■ WHAT YOU ARE ASKED TO DO
Take the entries below and print only the lines from the one with "Pick out the cabinet door" through the one with "Pick out the nose", exactly as they stand, both ends included.

Saved entries

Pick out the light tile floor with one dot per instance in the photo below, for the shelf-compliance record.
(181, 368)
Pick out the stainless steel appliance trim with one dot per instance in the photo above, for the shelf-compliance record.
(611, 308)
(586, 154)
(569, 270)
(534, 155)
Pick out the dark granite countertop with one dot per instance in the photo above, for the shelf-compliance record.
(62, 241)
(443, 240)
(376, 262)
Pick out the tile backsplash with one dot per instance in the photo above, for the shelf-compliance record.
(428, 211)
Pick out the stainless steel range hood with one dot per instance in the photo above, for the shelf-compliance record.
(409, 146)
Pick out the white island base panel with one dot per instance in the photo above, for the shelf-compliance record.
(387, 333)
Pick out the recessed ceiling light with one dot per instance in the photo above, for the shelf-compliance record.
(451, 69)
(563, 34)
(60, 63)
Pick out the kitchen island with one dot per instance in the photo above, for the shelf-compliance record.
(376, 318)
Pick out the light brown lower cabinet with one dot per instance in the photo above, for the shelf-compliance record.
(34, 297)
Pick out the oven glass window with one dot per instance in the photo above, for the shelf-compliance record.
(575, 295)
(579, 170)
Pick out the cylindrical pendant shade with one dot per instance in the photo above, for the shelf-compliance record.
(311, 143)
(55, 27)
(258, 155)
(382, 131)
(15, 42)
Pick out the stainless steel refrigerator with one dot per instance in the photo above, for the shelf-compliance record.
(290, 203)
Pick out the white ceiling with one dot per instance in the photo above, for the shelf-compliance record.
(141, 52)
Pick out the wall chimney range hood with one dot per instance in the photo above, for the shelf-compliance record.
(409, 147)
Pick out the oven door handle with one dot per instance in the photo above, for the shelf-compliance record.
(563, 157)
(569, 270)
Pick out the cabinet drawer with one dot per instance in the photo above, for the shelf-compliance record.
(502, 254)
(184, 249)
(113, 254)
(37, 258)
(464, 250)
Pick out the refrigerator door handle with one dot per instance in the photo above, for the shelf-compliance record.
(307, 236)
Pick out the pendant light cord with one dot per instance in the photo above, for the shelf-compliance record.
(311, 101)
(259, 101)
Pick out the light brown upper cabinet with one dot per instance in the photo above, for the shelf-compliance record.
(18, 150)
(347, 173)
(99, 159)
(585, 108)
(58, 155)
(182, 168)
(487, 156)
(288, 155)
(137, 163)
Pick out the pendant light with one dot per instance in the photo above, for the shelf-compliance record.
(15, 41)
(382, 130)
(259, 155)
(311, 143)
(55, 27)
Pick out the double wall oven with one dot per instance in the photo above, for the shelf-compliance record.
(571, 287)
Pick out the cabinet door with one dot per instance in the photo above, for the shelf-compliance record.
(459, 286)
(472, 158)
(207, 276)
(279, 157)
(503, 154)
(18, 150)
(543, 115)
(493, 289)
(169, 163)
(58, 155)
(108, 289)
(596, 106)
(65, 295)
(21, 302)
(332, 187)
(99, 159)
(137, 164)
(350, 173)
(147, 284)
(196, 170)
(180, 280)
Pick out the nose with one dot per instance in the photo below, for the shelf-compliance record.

==

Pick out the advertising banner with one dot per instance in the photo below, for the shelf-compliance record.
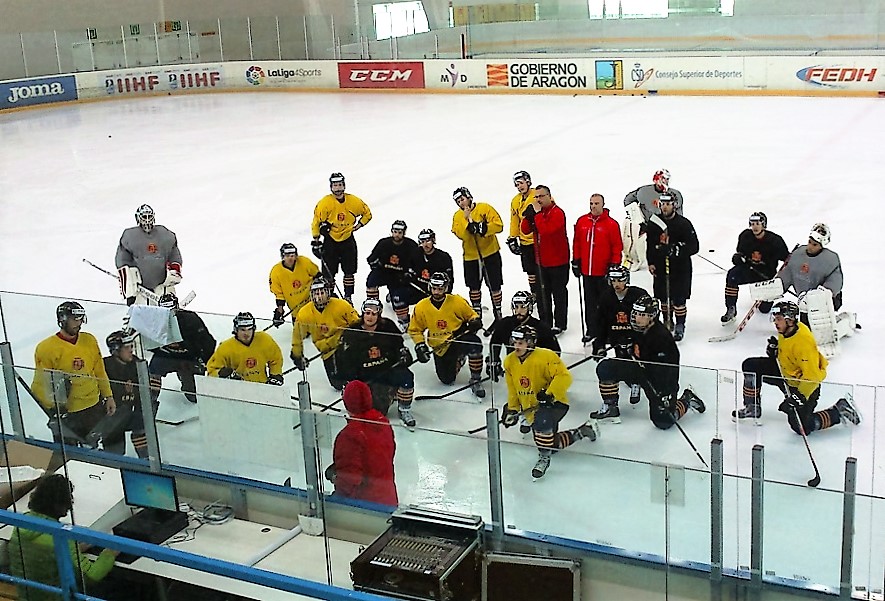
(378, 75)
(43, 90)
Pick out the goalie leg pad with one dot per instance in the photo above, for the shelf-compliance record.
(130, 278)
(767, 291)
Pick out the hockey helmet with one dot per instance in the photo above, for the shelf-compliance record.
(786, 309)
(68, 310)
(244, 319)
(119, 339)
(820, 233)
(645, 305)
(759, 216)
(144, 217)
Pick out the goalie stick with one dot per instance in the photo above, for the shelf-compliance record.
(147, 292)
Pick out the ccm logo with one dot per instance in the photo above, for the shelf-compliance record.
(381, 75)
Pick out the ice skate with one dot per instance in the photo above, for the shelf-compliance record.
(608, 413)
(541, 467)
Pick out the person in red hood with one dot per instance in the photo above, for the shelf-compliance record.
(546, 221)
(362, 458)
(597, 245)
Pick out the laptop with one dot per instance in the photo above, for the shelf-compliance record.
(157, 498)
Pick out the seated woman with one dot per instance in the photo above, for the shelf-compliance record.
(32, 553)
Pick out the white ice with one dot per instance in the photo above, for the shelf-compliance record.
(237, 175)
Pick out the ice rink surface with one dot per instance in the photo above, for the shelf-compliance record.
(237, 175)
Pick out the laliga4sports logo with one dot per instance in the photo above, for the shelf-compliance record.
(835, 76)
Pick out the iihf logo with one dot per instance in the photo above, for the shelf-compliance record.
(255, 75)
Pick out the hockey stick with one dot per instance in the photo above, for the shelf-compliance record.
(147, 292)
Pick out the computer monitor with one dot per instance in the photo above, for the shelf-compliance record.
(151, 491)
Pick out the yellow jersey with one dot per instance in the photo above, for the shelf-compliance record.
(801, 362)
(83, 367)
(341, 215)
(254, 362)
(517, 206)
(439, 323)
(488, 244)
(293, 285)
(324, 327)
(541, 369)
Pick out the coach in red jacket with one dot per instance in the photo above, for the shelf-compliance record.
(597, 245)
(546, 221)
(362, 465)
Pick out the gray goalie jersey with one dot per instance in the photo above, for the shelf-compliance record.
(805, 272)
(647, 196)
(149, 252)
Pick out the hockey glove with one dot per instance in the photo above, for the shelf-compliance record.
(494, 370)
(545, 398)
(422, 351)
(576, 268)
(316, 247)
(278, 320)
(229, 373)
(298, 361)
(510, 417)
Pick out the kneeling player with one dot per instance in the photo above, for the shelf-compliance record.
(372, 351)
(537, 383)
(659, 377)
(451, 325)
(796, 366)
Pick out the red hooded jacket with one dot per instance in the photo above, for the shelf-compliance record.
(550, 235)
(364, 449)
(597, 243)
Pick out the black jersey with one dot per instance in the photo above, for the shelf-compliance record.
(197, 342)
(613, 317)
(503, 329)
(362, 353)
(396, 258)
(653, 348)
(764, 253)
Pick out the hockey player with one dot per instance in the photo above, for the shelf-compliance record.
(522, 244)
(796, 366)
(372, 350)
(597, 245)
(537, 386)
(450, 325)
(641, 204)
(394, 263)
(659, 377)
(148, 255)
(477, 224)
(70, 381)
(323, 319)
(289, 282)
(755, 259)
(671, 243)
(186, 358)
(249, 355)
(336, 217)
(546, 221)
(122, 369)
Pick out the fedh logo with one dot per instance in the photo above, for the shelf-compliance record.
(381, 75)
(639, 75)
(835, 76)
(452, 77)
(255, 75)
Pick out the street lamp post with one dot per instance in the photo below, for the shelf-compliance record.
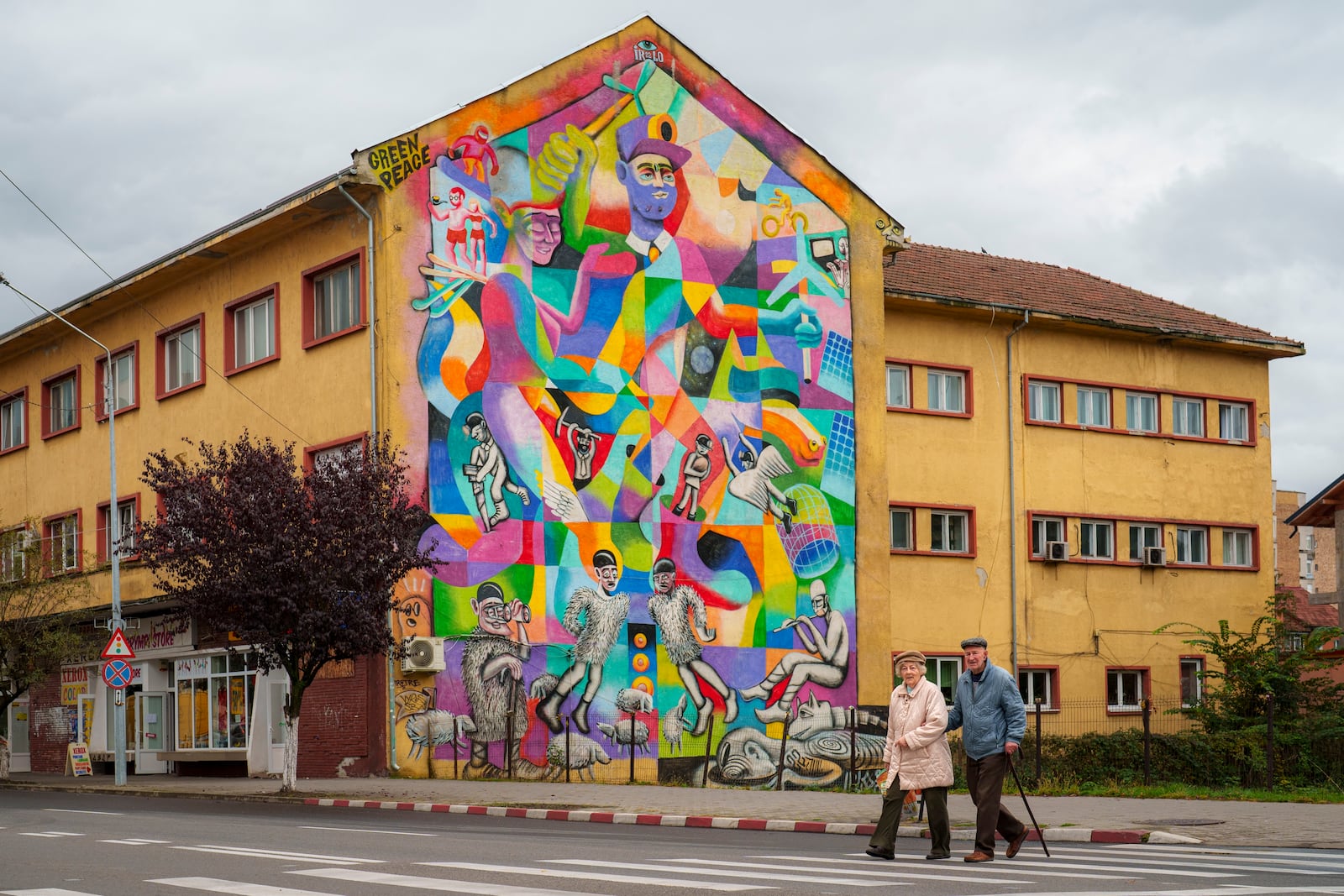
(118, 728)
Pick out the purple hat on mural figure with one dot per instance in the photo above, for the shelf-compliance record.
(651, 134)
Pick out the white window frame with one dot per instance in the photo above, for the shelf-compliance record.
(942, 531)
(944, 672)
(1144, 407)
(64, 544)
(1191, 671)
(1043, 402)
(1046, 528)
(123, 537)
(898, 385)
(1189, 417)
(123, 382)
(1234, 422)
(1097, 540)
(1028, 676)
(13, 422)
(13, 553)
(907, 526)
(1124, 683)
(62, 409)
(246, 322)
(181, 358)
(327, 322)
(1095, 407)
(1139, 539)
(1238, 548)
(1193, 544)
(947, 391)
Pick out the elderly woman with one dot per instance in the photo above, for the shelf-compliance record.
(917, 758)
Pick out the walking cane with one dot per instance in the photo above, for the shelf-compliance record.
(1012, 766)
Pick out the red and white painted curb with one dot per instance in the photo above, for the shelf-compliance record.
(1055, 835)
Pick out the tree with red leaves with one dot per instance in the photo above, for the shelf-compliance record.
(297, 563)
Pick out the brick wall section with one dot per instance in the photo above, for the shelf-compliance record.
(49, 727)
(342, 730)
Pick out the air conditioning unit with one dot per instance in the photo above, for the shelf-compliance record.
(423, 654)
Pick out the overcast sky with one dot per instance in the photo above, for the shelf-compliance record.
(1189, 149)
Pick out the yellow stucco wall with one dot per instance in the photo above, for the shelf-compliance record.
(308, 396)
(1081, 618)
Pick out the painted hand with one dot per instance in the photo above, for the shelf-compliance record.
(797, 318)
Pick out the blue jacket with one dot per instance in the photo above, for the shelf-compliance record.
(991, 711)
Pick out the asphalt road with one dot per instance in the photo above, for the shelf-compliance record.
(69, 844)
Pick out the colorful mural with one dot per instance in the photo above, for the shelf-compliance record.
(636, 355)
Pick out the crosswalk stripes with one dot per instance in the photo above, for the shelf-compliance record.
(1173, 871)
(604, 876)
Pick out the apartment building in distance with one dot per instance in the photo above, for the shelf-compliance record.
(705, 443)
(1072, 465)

■ ANSWER SECTION
Pick out the cabinet door with one dot per instance in the photo above, for the shelf-compliance record.
(459, 286)
(472, 158)
(207, 276)
(279, 157)
(503, 154)
(18, 150)
(543, 115)
(493, 289)
(169, 163)
(58, 155)
(108, 289)
(596, 106)
(65, 295)
(21, 302)
(332, 187)
(99, 159)
(137, 164)
(350, 173)
(147, 284)
(196, 170)
(180, 280)
Pick out the nose with one dot per instance in the photo below, for the shelf-compliance record.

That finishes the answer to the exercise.